Exercise input:
§

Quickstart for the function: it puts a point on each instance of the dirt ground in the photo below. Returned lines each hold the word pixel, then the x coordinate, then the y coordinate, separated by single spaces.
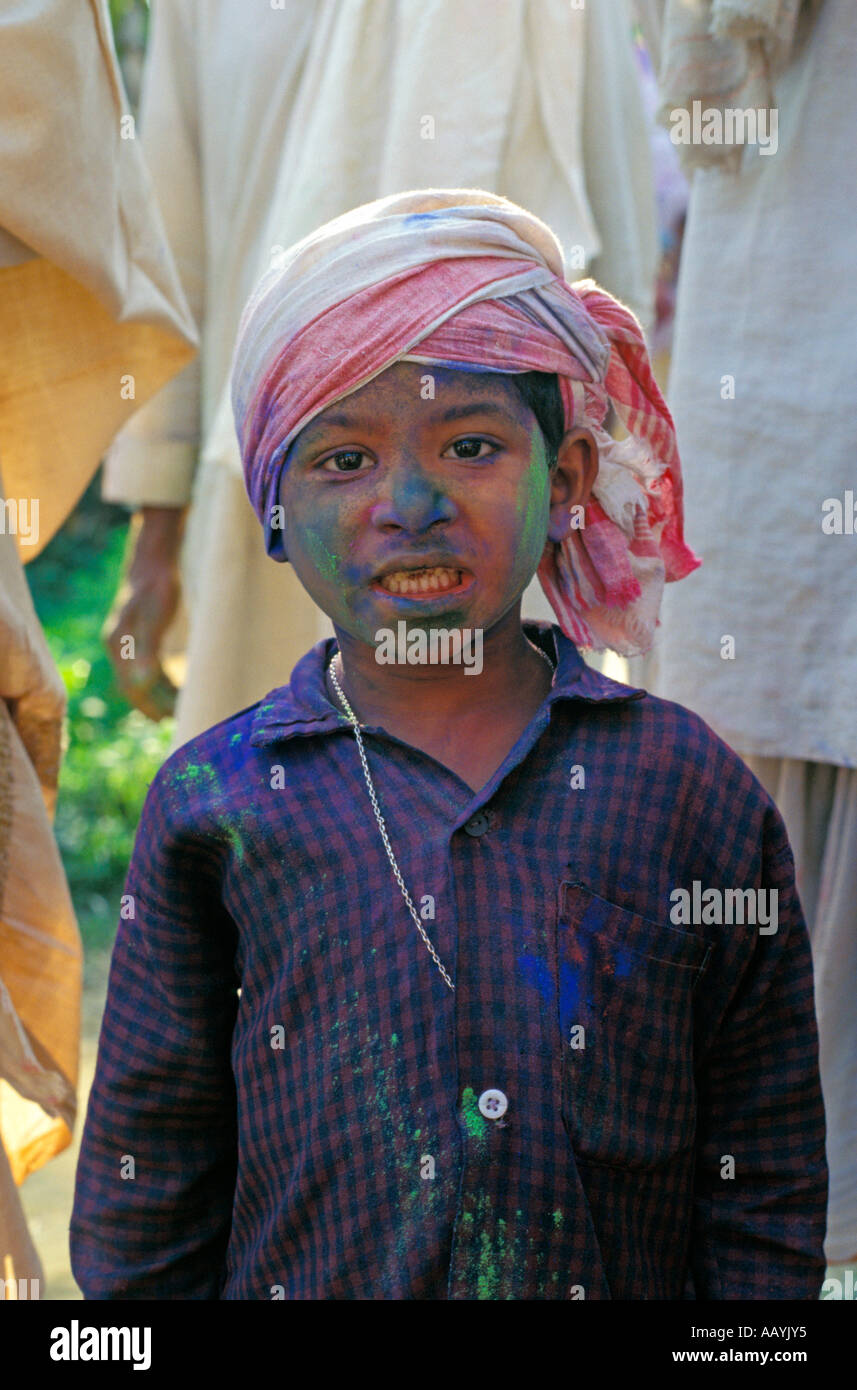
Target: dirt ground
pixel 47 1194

§

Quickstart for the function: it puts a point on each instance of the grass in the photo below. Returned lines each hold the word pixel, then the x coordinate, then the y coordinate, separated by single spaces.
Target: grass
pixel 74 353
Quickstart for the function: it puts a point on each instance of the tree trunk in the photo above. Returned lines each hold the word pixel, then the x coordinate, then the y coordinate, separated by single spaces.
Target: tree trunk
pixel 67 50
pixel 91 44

§

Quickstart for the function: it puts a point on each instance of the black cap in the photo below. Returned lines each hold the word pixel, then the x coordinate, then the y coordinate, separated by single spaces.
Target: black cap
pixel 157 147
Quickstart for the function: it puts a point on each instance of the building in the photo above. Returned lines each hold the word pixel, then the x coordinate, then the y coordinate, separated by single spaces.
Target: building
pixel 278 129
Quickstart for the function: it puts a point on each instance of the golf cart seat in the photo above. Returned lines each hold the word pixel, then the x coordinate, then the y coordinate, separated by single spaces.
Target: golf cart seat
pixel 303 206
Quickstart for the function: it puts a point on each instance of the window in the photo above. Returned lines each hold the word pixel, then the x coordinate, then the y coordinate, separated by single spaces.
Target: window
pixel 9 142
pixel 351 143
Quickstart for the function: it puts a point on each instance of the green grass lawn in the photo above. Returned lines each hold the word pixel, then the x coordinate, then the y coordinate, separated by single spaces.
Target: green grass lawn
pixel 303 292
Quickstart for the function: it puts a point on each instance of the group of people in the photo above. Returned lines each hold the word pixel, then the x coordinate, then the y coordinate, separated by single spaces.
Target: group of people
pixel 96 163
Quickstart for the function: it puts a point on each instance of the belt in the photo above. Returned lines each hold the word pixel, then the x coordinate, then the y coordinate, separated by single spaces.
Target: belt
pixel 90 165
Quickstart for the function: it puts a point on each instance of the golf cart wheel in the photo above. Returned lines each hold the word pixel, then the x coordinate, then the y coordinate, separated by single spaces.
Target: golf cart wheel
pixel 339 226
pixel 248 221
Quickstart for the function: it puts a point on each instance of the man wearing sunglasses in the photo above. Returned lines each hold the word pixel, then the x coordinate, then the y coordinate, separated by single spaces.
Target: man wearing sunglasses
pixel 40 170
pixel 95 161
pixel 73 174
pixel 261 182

§

Work to do: Starting at the line that contains "cart seat in" and ending at the line that contains "pixel 96 163", write out those lines again with "Quickstart" changed to "Overview" and nothing else altered.

Exercise result:
Overview for the function: it puts a point on each instance of the golf cart seat in the photo above. Returned lines each hold the word pixel, then the x coordinate, then the y coordinate, separated by single spaces.
Target: golf cart seat
pixel 303 206
Overview for the function: it puts a point on each instance of the window in the photo above. Returned lines each hold the word pixel, then the x coordinate, then the y coordinate, separated by single spaces.
Target: window
pixel 9 142
pixel 351 143
Overview for the function: it puts a point on each instance of the green grass lawn in the photo above. Returned lines each hold the word pixel, then the x coordinate, then the y coordinate, separated by single spaces.
Target: green grass lawn
pixel 303 292
Overview for the function: it puts a point on each instance of the group of people in the photo above. Returned lines each hold the word pixel, then the x coordinate, then the y coordinate, separated by single spaces.
Target: group of people
pixel 96 163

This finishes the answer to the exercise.